WHAT YOU NEED TO DO.
Repeat exactly the lines from the one containing "For the image" through the last line of the records below, both included, and nothing else.

RECORDS.

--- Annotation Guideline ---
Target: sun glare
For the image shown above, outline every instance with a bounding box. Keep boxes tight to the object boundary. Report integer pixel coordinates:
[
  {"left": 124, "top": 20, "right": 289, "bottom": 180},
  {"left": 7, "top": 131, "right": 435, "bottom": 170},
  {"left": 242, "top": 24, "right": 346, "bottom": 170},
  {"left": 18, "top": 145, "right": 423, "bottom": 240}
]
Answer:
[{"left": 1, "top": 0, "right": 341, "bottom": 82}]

FINAL ANSWER.
For the image shown above, outline every instance with a bounding box. Keep boxes tight to the object boundary. Report integer pixel coordinates:
[
  {"left": 124, "top": 20, "right": 289, "bottom": 180},
  {"left": 7, "top": 131, "right": 435, "bottom": 170},
  {"left": 242, "top": 24, "right": 346, "bottom": 170},
  {"left": 18, "top": 145, "right": 423, "bottom": 240}
]
Answer:
[{"left": 1, "top": 0, "right": 341, "bottom": 82}]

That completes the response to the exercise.